▸ **TASK DESCRIPTION**:
Copy the rows below word for word, every line included. Leave the pictures out of your copy.
-------- EXTRACTED DATA
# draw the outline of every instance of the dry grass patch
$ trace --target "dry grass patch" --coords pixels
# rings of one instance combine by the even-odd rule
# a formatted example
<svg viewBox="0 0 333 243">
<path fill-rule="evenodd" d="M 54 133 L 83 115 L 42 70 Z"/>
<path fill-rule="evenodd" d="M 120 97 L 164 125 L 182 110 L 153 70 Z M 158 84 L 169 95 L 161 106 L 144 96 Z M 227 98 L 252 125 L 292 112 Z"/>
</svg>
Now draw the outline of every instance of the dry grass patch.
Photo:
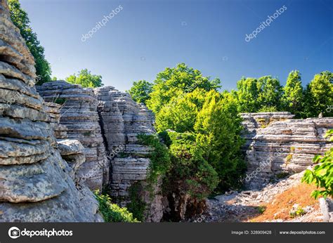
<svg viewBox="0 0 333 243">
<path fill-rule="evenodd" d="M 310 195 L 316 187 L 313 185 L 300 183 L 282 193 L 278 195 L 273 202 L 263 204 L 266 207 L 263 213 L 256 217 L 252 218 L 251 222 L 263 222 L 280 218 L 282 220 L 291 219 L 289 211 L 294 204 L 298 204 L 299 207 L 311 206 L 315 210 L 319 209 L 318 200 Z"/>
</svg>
----------------
▸ **RESULT**:
# draw the outline of every instance of the dry grass patch
$ trace --target "dry grass patch" --coords pixels
# rings of one instance combine by the even-odd rule
# a formatted example
<svg viewBox="0 0 333 243">
<path fill-rule="evenodd" d="M 54 133 L 83 115 L 42 70 Z"/>
<path fill-rule="evenodd" d="M 120 97 L 164 125 L 182 110 L 153 70 Z M 158 84 L 169 95 L 161 106 L 144 96 Z M 227 98 L 252 125 L 292 112 Z"/>
</svg>
Now draw the outline of every instance of the dry grass patch.
Photo:
<svg viewBox="0 0 333 243">
<path fill-rule="evenodd" d="M 310 195 L 316 187 L 313 185 L 300 183 L 282 193 L 278 195 L 273 202 L 263 204 L 266 207 L 263 213 L 256 217 L 252 218 L 251 222 L 263 222 L 280 218 L 282 220 L 291 219 L 289 211 L 294 204 L 298 204 L 299 207 L 311 206 L 315 210 L 319 209 L 318 200 Z"/>
</svg>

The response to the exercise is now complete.